Records from an annotation dataset >>
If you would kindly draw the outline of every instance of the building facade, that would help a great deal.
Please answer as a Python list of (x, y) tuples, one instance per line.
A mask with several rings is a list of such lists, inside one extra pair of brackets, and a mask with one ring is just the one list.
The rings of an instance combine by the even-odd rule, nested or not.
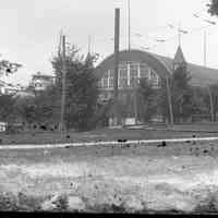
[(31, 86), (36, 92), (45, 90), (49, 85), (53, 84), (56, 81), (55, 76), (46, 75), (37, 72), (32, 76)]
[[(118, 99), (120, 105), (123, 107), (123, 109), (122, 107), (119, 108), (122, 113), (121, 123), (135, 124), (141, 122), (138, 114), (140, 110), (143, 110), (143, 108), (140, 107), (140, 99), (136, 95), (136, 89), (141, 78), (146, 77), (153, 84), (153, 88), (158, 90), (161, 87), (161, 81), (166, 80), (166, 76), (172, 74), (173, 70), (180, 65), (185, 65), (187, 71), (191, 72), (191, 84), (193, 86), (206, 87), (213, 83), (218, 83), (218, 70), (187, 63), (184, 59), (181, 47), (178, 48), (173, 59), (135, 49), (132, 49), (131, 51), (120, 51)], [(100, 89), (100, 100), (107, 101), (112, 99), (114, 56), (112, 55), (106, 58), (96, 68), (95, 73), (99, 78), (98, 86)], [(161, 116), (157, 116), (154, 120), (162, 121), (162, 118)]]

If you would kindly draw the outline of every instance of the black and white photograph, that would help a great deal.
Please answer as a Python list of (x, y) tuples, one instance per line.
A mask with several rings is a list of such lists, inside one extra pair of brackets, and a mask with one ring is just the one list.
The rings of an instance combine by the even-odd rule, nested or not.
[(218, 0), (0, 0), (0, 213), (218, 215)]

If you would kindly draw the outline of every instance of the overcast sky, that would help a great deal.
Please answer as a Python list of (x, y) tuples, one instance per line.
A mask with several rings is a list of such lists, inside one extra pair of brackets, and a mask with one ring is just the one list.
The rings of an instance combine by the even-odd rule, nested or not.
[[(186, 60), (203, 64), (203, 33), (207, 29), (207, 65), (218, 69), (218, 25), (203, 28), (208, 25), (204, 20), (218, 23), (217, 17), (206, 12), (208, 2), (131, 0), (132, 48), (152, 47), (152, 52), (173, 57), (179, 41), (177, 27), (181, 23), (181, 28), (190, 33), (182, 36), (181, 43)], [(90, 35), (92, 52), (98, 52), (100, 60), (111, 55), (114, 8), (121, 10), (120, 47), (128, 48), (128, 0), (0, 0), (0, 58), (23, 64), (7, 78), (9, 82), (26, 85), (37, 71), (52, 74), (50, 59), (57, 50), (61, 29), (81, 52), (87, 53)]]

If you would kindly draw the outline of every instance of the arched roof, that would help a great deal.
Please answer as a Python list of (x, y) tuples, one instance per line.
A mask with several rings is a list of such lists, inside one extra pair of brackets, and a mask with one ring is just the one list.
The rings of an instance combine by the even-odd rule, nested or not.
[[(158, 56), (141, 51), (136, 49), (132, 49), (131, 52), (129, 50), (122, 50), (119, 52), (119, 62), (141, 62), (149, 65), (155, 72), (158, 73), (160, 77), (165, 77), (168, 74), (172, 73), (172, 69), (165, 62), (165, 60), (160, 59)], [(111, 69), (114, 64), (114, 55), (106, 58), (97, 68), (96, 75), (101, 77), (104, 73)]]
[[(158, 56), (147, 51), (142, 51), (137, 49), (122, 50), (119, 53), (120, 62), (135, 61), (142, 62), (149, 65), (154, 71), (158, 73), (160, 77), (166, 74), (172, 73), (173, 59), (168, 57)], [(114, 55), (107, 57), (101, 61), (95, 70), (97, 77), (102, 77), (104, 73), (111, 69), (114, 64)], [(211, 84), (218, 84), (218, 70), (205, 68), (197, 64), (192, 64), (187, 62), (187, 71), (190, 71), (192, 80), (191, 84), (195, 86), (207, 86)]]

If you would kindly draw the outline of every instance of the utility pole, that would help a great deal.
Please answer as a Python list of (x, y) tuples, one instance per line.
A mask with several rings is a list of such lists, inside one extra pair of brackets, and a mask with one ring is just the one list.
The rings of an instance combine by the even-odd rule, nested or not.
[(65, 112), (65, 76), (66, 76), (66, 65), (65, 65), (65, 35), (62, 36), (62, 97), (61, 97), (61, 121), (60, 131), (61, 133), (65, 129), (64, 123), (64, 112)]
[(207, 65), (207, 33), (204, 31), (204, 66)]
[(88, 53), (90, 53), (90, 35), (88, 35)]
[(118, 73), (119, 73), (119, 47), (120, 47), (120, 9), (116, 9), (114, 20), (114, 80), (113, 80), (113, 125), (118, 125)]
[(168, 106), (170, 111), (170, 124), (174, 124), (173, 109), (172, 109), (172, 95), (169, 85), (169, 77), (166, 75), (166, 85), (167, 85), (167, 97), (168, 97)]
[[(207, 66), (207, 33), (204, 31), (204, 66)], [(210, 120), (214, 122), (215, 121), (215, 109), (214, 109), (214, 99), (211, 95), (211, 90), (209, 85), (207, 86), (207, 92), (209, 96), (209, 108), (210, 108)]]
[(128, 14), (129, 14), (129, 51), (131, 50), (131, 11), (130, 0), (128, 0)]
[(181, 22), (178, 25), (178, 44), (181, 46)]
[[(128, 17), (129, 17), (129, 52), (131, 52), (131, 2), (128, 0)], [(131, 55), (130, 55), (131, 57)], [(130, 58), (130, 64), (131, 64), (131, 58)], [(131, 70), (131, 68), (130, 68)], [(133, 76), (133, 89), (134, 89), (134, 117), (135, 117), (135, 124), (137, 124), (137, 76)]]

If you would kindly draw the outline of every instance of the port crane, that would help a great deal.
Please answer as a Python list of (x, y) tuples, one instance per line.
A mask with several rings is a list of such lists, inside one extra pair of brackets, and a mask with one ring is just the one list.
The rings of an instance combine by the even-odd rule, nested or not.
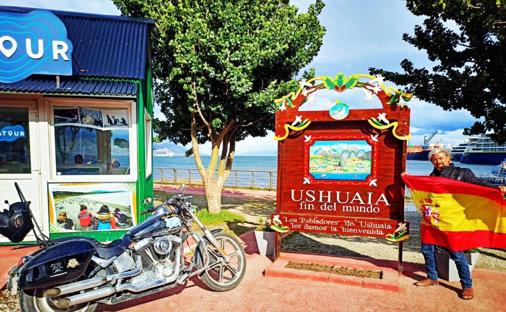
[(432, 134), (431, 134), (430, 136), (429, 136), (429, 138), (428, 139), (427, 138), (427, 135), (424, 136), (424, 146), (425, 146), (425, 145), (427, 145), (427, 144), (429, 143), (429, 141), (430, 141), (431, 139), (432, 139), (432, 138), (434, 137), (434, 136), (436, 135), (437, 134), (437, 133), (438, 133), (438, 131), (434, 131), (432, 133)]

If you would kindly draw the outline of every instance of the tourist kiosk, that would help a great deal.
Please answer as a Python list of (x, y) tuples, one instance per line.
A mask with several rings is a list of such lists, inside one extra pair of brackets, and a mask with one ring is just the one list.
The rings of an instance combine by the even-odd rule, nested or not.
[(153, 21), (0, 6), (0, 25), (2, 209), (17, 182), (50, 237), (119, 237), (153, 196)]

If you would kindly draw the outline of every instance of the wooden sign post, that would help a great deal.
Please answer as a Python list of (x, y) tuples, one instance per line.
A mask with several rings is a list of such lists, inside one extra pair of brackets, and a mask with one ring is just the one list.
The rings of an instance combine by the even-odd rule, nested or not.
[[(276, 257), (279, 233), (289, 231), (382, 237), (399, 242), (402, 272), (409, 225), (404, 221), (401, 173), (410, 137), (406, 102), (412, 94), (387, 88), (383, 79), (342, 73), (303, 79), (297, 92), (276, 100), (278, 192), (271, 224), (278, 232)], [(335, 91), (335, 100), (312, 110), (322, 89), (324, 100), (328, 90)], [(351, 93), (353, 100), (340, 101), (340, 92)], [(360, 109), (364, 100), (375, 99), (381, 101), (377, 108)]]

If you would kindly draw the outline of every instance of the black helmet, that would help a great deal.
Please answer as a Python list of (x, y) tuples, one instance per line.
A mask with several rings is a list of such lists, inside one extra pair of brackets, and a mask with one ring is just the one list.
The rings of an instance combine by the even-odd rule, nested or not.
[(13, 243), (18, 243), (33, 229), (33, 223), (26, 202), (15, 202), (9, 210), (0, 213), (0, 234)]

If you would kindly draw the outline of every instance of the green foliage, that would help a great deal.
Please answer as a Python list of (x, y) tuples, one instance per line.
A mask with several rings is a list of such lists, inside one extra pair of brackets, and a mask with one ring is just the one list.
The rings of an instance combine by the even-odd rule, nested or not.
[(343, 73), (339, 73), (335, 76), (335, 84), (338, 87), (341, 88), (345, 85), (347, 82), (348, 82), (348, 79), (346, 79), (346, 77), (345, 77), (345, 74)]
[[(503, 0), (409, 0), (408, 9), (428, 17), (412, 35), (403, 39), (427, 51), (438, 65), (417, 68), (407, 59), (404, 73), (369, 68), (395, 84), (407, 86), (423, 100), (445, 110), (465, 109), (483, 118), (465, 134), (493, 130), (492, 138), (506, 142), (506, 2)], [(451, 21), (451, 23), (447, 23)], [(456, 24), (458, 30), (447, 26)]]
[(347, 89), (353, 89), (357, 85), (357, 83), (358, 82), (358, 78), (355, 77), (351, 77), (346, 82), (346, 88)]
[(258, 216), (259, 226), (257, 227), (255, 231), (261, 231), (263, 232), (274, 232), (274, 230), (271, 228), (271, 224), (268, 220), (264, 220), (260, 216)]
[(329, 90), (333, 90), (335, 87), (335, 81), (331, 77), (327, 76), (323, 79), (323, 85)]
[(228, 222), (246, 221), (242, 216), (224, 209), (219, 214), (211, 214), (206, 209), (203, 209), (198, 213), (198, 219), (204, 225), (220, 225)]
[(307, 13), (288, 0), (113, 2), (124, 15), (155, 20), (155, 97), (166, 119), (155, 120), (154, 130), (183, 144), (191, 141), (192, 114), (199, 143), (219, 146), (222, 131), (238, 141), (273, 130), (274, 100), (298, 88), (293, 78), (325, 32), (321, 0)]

...

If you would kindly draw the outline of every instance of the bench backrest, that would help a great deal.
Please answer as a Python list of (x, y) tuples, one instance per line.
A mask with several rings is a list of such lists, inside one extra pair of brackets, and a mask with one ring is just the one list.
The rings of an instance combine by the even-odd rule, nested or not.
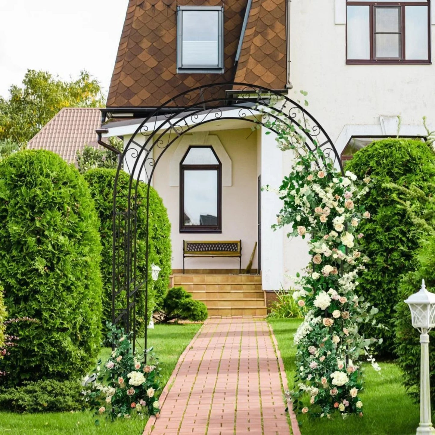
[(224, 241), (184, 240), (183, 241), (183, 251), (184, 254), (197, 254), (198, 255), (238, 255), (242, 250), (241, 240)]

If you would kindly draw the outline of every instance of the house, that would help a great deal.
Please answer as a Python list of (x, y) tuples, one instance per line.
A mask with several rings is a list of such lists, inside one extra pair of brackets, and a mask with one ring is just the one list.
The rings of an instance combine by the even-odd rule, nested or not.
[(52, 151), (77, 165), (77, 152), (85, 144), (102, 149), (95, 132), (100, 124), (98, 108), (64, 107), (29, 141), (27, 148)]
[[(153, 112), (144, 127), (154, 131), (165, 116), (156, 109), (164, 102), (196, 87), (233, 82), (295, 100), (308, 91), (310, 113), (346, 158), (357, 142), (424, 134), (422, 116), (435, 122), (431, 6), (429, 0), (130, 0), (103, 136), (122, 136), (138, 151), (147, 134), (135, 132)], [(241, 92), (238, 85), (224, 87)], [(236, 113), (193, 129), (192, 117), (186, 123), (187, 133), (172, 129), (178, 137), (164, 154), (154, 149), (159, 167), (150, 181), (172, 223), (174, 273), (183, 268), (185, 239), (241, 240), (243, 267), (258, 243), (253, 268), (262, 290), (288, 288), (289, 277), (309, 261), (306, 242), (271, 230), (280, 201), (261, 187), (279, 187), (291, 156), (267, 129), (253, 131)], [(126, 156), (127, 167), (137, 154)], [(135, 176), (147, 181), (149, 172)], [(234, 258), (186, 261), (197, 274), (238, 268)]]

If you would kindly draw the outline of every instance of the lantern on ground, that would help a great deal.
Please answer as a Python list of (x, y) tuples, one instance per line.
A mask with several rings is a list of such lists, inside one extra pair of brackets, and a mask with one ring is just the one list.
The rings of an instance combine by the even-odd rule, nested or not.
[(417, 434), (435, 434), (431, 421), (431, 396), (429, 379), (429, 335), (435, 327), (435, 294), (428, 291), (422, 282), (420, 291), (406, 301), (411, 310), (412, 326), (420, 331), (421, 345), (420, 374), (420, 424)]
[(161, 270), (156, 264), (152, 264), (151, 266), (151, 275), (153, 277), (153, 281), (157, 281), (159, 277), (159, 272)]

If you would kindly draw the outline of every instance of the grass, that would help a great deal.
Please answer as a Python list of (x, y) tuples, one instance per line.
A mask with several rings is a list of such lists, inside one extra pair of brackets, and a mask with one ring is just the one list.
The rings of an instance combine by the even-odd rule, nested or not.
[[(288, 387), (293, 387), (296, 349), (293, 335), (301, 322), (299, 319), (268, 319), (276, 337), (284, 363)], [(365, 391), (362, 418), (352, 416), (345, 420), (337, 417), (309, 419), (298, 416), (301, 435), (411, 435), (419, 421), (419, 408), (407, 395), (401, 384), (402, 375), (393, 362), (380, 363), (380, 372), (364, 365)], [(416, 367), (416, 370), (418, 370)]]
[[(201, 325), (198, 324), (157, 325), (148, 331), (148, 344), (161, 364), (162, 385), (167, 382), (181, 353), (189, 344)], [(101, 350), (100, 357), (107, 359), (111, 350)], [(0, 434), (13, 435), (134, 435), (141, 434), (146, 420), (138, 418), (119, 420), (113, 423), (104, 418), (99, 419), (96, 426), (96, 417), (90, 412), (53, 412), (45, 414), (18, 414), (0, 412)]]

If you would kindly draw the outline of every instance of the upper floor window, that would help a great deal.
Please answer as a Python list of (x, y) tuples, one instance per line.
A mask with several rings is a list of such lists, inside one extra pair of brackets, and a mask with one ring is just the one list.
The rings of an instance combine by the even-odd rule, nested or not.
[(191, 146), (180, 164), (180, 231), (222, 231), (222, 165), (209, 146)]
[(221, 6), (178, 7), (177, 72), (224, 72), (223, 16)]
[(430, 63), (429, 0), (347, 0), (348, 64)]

SET EXERCISE >> Filter the material above down to the lines that contain the string "black", and copy each such line.

EXERCISE RESULT >>
If you would kindly draw the outline of every instance of the black and white photograph, that would help a great deal.
If you would kindly draw the outline of every instance of the black helmet, that would help a great deal.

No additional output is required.